A mulher ainda sofre uma grande falta de representatividade na música e, por isso, quando a gente vê bandas compostas apenas por mulheres, dá aquele calor. Calor que o Bolerinho nos presenteia com o lançamento do seu primeiro disco no último dia 20, o Bolerinho.
O grupo é de São Paulo e nasceu na Universidade Estadual de Campinas (Unicamp) há 11 anos. A formação é belíssima: são três mulheres cantoras, compositoras, instrumentistas e arranjadoras. Luísa Toller fica no piano e voz; Marina Beraldo na flauta, baixo e voz; e Maria Beraldo no clarinete, cavaquinho, voz e bateria.

___

*QUESTÕES PARA RESOLVER*
**1)** Responda às perguntas a seguir com base no texto sobre a banda Bolerinho e marque cada resposta com a mesma letra da pergunta.
(a) Em que dia o Bolerinho lançou seu primeiro disco?
(b) Em que universidade o grupo nasceu?
(c) Que instrumentos Marina Beraldo toca?
**2)** Dê sequência ao texto sobre a banda Bolerinho e comece logo depois da última frase.

___

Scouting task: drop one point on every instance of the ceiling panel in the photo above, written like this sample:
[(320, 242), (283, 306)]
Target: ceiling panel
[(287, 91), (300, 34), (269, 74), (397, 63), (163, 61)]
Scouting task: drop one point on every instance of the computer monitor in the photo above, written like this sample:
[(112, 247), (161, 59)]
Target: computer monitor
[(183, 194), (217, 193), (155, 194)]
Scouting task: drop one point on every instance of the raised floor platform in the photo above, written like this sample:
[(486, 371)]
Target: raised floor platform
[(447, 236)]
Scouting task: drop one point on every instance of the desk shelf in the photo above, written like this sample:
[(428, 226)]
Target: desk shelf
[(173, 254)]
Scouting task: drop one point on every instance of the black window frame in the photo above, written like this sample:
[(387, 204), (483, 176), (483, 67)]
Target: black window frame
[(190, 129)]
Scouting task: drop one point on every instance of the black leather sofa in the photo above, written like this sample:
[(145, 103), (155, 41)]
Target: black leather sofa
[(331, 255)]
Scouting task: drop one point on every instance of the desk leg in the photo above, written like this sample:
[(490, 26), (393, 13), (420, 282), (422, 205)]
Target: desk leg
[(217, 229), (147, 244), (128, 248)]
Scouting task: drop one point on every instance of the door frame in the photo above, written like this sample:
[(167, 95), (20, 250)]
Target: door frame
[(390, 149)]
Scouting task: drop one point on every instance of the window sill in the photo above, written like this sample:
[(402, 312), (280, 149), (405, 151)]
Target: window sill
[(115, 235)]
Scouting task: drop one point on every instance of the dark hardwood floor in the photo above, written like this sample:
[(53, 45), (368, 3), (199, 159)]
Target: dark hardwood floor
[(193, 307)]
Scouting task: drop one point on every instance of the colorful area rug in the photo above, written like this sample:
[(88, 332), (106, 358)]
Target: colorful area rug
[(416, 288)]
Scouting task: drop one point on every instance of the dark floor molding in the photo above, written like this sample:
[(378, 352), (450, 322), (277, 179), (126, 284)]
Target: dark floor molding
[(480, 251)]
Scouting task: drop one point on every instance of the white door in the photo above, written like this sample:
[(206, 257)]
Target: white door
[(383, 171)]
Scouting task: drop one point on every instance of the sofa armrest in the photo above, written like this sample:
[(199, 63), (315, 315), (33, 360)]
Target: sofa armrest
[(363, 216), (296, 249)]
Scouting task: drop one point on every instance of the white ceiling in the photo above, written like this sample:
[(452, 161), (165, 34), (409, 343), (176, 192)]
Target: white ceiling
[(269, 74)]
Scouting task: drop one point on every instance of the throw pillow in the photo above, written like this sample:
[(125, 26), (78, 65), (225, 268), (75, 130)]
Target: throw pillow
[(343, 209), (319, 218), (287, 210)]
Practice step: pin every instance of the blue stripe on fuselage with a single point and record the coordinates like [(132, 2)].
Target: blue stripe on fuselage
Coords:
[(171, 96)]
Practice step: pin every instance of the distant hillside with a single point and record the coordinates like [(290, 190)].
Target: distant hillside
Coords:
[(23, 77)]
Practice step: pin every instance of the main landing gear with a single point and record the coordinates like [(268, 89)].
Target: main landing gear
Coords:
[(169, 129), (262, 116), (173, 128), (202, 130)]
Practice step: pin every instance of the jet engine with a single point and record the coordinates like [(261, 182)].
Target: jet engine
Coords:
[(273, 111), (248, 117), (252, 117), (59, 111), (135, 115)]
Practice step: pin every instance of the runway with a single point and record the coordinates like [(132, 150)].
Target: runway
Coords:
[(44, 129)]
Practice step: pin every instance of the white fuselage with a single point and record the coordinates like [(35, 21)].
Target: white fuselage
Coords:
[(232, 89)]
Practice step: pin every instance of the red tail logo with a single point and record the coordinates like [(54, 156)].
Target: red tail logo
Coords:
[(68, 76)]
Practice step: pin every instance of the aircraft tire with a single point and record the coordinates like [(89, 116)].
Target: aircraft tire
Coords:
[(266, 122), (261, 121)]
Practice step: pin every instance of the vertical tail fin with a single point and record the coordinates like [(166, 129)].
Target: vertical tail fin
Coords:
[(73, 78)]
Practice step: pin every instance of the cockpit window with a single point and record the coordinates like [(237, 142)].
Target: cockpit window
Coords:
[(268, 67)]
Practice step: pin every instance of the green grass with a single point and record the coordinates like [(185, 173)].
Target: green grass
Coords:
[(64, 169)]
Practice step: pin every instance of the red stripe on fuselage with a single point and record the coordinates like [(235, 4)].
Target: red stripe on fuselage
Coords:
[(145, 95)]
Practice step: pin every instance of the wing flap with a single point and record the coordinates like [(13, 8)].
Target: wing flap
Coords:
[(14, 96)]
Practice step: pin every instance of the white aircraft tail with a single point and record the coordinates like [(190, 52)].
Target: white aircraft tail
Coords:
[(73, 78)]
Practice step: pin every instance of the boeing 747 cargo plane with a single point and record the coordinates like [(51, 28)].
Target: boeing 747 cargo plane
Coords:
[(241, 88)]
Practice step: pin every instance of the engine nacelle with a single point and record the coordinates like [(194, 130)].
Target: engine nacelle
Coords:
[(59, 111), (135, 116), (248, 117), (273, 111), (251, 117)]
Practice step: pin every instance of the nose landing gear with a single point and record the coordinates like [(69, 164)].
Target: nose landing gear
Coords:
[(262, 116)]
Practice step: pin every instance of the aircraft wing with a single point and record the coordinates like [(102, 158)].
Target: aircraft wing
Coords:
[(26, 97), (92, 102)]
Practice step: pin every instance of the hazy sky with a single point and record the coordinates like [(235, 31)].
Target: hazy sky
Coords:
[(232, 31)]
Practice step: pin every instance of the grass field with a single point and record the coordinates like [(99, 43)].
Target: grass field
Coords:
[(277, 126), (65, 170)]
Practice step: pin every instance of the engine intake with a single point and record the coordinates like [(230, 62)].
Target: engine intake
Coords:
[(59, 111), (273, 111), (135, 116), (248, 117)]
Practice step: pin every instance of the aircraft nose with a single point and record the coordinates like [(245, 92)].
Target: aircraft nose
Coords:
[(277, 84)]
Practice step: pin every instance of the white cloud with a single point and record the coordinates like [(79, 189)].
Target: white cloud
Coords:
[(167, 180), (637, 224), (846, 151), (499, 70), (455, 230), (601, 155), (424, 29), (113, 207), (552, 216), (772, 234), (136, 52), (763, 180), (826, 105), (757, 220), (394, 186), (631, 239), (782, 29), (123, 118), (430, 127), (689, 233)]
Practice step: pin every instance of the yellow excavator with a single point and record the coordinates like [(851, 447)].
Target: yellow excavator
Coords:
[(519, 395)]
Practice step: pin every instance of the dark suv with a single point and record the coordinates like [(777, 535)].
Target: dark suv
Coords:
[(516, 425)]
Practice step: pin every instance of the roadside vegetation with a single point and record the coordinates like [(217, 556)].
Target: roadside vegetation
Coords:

___

*RESULTADOS POR TAREFA*
**1)**
(a) No último dia 20.
(b) Na Universidade Estadual de Campinas (Unicamp).
(c) Flauta e baixo.

**2)**
As artistas exploram diferentes texturas musicais e criam arranjos essencialmente vocais e experimentais sobre o cancioneiro popular brasileiro de uma jeito inovador e gostoso aos ouvidos. Elas navegam por influências nacionais, como Caetano Veloso, Gilberto Gil, Clube da Esquina, e se jogam no experimentalismo vocal com referências como Björk, Maria João e Tune-Yards.
O que resulta num disco rico em timbres particulares e com sonoridades distintas, que nascem das diversas combinações dessas vozes femininas. É a união de MPB, eletrônica, rock e experimentalismos com letras que falam sobre o feminino, sexualidade, gênero e relações familiares e amorosas.
O álbum inicia com o single “Necropsia do nosso caso de amor”, que teve seu clipe lançado no ano passado e já deu aquele gostinho do que ia ser o disco. O vídeo mostra outra faceta artística das três musicistas: a performance. Em meio a um chiqueiro em uma fazenda, elas tocam elegantemente seus instrumentos e depois adentram ao luto por aquele amor, que a gente não entende porque acabou. Simplesmente, “morreu dormindo”.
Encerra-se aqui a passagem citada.